07/09/2016

DO MORENO DA SAUDADE


Com saudade da Achada do Moreno

Esta é uma verdadeira festa popular, campesina e serrana. É a mais genuína festa madeirense, feita pelas povoações da zona Este de Santa Cruz. Num misto de paganismo sagrado ou de sacro paganismo. A Senhora dos Remédios todos acolhe sob o seu manto azul celeste. Saudades de calcorrear o mainel da Levada Nova, subir a vereda da Ribeira do Moreno, ver as bicas cristalinas de fresca água caindo na casa-palheiro, a meia encosta, e a cantante água a transbordar do açude da ribeira, onde as rãs coaxavam alegres e inebriadas pelo odor das açucenas que brotavam em cachos rosados por entre a erva madura de setembro e os castanheiros velhinhos ombreando em sombra com os altivos plátanos da velha casa solarenga dos Barreto- Spínola.
Depois vinham os encontros familiares à sombra dos esguios pinheiros na almofada da carga-palha ou da relva rasteira, enquanto um aroma salino de alho exalava das fogueiras onde a carne ganhava cor de assado e os espetos rodavam entre amigos e familiares.O jogo do lenço vinha logo depois, e a corrida de rapazes e raparigas à volta da enorme roda que juntava conhecidos e visitantes, dava ao enorme campo chão o vislumbre de namoros e saudável convivência, apesar dos bairrismos. O Poncha tinha a sua barraca sempre junto à adufa da levada e aproveitava para lavar os copos, sempre rodando no balcão que a ASAE não inspeccionava. A velha senhora dos doces, colares, bordões, saborosos bolos de arroz e suspiro ajeitava no seu tabuleiro, enquanto os miúdos corriam no descampado largo , agora empoeirado. Ao fundo um motor zurrava e a iluminação ganhava cores e os altifalantes vozeiravam cantigas folclóricas e canções recentes.

- Entradas de indicação e etiquetagem -
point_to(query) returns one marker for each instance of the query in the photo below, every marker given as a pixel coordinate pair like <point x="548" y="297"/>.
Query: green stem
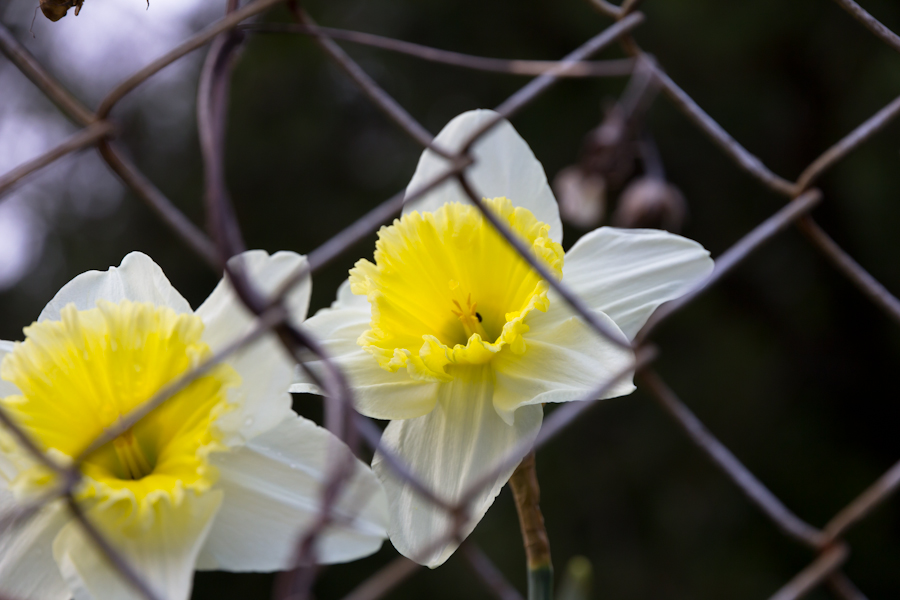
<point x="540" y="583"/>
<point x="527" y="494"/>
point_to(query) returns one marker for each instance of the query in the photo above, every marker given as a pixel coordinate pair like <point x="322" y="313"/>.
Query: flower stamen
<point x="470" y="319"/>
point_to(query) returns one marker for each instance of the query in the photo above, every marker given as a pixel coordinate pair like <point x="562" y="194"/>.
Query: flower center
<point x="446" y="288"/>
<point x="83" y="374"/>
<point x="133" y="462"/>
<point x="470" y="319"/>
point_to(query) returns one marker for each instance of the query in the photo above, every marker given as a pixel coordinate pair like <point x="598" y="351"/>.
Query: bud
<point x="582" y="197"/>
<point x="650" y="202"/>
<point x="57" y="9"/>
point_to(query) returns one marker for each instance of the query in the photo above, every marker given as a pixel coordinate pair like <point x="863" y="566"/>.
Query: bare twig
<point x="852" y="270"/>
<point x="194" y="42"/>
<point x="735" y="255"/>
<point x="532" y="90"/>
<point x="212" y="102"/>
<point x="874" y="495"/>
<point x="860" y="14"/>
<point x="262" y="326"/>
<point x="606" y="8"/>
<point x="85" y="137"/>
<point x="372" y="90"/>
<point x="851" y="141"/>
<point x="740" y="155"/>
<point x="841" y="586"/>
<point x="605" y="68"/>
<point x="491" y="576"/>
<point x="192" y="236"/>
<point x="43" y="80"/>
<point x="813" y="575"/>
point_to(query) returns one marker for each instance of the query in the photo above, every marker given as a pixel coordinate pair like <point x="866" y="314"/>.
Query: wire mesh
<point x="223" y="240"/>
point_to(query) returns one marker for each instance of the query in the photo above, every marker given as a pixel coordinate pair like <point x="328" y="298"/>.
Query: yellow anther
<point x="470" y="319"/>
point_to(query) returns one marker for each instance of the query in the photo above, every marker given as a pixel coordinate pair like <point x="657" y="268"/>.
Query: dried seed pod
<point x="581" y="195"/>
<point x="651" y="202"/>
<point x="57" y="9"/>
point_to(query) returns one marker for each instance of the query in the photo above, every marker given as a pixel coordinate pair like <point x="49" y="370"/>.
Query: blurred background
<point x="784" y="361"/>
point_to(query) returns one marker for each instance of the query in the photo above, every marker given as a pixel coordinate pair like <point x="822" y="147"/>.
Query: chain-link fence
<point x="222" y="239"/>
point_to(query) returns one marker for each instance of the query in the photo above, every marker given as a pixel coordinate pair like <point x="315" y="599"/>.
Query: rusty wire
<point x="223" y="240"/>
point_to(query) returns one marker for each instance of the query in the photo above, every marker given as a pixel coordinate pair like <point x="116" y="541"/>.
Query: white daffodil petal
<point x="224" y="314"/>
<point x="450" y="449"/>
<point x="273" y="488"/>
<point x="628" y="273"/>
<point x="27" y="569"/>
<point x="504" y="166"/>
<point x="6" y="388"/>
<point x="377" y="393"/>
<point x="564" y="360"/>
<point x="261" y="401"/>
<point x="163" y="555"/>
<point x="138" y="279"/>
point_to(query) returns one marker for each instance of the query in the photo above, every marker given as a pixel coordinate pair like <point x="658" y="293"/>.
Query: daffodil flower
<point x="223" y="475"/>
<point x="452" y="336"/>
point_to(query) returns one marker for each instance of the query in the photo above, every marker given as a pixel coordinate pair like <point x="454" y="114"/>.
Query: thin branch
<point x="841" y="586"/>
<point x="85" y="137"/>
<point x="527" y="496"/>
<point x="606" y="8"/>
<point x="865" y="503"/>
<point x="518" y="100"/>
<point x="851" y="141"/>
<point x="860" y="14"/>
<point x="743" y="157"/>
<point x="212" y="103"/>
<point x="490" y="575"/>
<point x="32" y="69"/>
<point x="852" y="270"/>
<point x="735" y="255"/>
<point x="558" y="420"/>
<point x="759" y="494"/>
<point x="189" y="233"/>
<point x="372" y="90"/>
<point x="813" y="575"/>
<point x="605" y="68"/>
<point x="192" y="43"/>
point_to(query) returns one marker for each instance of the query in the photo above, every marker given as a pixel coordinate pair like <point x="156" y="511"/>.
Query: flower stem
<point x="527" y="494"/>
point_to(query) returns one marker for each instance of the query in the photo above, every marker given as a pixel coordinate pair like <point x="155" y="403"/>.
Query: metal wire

- DESAFIOS -
1. De acordo com o texto sobre a festa da Achada do Moreno, junto a que local tinha o Poncha sempre a sua barraca?
2. Copie do texto sobre a festa da Achada do Moreno tudo o que vai desde "Com saudade da" até "dos Barreto- Spínola.".

- RESPOSTAS DO EXERCÍCIO -
1. Junto à adufa da levada.

2.
Com saudade da Achada do Moreno

Esta é uma verdadeira festa popular, campesina e serrana. É a mais genuína festa madeirense, feita pelas povoações da zona Este de Santa Cruz. Num misto de paganismo sagrado ou de sacro paganismo. A Senhora dos Remédios todos acolhe sob o seu manto azul celeste. Saudades de calcorrear o mainel da Levada Nova, subir a vereda da Ribeira do Moreno, ver as bicas cristalinas de fresca água caindo na casa-palheiro, a meia encosta, e a cantante água a transbordar do açude da ribeira, onde as rãs coaxavam alegres e inebriadas pelo odor das açucenas que brotavam em cachos rosados por entre a erva madura de setembro e os castanheiros velhinhos ombreando em sombra com os altivos plátanos da velha casa solarenga dos Barreto- Spínola.